Exactly and only the lines from the one with "Target: stem" through the end of the listing are to be transcribed, both ends included.

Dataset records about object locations
- - - -

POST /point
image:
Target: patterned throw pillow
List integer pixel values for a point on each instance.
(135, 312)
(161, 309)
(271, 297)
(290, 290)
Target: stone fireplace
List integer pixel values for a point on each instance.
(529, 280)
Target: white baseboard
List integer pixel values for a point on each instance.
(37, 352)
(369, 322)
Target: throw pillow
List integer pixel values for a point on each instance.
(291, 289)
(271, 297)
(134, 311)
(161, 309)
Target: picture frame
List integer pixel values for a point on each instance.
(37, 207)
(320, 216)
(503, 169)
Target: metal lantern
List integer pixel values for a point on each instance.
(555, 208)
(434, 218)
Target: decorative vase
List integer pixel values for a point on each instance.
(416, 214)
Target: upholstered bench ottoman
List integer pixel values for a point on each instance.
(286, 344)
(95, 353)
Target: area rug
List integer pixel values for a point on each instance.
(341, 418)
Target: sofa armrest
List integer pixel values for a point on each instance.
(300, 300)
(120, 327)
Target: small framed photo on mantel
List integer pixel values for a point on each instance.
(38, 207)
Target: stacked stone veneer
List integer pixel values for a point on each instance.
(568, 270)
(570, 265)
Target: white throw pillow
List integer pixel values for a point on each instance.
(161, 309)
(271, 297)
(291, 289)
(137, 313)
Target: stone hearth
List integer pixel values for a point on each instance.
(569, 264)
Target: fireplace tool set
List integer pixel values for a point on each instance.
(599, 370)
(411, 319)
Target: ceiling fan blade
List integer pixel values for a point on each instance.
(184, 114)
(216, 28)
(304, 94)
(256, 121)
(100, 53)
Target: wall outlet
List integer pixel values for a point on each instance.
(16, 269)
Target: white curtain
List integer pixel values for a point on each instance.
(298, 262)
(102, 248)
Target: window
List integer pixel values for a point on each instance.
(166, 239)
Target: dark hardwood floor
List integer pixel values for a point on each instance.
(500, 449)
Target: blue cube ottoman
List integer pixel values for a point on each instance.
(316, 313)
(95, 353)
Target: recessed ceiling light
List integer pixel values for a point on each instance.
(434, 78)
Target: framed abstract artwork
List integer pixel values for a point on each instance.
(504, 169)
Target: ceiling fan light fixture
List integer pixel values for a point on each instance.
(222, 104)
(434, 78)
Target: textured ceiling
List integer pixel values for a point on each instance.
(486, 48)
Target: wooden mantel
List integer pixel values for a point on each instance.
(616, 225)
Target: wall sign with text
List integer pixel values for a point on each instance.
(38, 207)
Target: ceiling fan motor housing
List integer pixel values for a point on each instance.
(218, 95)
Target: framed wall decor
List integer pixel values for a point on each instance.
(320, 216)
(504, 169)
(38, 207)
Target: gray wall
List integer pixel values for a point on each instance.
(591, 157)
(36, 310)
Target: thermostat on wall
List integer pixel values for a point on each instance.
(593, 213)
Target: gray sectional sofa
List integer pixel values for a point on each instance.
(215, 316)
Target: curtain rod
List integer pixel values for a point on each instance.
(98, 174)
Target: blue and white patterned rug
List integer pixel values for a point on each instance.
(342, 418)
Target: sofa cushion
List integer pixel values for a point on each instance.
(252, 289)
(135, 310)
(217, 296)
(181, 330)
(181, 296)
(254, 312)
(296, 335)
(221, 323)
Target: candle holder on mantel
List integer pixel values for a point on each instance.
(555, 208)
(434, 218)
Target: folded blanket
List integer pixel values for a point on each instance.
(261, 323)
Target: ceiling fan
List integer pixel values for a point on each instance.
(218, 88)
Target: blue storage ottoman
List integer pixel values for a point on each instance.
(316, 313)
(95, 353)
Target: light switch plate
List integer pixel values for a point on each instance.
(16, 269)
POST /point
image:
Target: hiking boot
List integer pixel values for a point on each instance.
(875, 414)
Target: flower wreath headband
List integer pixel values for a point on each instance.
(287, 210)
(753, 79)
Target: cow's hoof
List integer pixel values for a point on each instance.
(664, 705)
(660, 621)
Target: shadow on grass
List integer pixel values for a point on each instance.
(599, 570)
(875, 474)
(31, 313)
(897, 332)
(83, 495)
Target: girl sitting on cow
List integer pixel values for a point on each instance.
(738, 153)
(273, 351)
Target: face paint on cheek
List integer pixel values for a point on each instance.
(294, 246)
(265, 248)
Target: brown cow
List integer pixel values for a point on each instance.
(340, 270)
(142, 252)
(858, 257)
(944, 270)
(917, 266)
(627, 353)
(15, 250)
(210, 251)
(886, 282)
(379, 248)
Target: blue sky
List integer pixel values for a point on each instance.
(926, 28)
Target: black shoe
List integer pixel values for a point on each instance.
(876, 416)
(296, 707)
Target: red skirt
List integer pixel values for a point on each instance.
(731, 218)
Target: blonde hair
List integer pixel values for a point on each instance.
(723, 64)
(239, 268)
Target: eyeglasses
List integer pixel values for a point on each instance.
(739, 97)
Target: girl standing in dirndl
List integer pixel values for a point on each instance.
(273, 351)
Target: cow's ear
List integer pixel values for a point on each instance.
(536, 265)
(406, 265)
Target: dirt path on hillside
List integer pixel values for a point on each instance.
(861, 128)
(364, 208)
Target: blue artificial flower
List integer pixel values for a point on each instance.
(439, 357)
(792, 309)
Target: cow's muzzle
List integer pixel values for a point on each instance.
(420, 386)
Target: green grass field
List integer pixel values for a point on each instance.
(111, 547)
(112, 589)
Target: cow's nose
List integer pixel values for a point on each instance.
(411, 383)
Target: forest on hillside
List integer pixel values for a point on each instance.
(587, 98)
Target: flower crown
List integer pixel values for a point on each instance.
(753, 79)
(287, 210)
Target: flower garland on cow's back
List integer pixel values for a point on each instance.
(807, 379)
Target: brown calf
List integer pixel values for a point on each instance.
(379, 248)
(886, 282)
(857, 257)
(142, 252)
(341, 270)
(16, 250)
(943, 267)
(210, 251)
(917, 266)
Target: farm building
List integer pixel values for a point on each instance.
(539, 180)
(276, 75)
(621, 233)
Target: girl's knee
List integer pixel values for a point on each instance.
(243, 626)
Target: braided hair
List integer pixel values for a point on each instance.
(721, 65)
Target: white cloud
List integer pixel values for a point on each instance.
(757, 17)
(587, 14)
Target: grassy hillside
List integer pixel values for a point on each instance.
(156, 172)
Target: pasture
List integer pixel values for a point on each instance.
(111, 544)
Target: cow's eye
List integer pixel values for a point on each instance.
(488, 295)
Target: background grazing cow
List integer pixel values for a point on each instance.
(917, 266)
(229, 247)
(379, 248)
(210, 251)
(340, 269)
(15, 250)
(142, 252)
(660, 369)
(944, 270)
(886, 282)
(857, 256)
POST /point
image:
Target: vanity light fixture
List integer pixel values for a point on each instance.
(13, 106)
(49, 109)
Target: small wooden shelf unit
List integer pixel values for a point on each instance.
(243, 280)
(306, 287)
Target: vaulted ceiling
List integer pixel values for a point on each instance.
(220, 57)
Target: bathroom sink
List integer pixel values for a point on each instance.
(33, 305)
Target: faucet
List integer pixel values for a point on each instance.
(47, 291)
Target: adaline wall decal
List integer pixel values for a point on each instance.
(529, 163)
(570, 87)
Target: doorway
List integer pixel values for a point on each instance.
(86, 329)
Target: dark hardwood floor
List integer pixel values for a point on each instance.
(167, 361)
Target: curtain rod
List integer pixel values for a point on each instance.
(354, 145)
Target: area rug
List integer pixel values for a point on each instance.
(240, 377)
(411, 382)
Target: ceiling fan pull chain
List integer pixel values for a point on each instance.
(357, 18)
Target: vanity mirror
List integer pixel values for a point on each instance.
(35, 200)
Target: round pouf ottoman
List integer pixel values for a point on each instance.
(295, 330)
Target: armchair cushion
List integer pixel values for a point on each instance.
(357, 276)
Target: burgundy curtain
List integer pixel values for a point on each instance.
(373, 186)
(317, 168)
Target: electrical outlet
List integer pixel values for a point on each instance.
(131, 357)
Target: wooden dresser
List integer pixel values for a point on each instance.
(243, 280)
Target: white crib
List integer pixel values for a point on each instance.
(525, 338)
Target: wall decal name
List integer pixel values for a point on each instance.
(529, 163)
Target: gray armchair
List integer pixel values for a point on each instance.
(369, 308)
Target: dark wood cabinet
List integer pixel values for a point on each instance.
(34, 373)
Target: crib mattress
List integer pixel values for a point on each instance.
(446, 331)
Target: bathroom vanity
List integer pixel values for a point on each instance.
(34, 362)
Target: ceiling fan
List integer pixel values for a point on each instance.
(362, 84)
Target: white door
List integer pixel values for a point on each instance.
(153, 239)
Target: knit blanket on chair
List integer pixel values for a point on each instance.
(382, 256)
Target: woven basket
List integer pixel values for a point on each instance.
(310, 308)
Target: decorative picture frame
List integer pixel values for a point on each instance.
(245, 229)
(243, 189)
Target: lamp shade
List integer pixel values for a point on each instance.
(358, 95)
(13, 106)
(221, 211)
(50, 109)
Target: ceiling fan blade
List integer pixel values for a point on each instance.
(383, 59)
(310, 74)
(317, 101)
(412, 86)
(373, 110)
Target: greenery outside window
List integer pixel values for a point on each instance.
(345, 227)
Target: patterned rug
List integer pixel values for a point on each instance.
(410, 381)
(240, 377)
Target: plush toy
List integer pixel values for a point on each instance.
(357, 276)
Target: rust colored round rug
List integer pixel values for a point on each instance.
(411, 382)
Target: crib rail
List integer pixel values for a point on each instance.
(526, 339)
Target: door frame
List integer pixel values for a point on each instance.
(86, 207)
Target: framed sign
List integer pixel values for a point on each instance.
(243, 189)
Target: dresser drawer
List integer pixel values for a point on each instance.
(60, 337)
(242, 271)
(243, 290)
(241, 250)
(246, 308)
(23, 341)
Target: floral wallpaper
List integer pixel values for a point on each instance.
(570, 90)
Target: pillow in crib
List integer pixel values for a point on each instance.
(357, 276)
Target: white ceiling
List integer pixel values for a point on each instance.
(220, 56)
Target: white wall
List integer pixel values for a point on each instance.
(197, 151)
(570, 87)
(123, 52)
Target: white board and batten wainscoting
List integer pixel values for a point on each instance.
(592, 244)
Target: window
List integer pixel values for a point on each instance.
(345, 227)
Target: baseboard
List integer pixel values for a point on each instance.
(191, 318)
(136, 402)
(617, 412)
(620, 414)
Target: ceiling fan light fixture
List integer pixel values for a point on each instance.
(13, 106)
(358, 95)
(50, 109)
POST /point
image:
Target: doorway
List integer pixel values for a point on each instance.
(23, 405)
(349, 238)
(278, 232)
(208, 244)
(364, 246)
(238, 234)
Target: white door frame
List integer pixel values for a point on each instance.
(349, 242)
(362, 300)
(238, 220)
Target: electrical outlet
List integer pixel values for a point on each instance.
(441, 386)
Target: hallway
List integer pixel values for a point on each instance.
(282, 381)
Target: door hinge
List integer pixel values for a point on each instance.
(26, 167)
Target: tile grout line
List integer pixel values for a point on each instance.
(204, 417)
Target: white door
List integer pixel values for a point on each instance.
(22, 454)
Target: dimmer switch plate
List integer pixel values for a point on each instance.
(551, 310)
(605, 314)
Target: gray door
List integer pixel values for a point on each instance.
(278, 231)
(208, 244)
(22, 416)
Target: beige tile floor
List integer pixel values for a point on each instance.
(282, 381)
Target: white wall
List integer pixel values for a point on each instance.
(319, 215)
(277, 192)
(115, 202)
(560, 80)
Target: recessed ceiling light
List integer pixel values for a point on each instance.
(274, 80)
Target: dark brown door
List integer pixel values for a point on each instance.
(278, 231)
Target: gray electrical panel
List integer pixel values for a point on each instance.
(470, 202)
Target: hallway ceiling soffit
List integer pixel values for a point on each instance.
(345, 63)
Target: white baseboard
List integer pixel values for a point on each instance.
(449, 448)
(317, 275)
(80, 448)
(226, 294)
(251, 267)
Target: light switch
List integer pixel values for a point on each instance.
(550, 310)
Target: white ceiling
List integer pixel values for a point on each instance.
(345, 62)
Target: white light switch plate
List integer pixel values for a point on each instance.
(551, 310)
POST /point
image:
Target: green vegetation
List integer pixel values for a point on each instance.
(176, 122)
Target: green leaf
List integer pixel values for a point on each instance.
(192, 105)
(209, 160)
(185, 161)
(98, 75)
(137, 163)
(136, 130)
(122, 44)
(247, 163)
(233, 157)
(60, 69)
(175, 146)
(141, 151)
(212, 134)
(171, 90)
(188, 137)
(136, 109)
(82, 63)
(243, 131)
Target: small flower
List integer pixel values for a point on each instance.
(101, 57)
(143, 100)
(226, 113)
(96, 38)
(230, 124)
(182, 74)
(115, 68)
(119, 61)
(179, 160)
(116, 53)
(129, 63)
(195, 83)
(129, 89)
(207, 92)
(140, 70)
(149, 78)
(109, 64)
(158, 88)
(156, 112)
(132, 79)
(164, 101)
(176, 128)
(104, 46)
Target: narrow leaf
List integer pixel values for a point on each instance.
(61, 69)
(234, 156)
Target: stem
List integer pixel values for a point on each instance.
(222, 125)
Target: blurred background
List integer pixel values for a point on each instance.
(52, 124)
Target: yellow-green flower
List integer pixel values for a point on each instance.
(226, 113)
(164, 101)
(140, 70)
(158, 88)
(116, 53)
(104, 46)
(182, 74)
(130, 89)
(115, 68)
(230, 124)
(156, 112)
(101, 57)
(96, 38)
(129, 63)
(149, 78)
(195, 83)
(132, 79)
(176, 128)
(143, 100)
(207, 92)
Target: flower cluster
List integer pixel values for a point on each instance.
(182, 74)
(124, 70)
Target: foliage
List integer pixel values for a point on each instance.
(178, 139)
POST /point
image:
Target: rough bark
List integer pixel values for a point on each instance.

- - - -

== RESPONSE TO THIS EXERCISE ==
Target: stem
List integer pixel values for a point on each instance.
(222, 125)
Target: blurred background
List integer pixel values for a point on each instance.
(52, 124)
Target: yellow-green flower
List integer pixel values for a point on each instance.
(226, 113)
(164, 101)
(140, 70)
(158, 88)
(116, 53)
(104, 46)
(182, 74)
(130, 89)
(115, 68)
(230, 124)
(156, 112)
(101, 57)
(96, 38)
(129, 63)
(149, 78)
(195, 83)
(132, 79)
(176, 128)
(143, 100)
(207, 92)
Target: flower cluster
List integer pixel values for a point on each instance.
(182, 74)
(124, 70)
Target: foliage
List integer pixel values for a point on each instance.
(178, 139)
POST /point
image:
Target: rough bark
List integer pixel values for a point on each instance.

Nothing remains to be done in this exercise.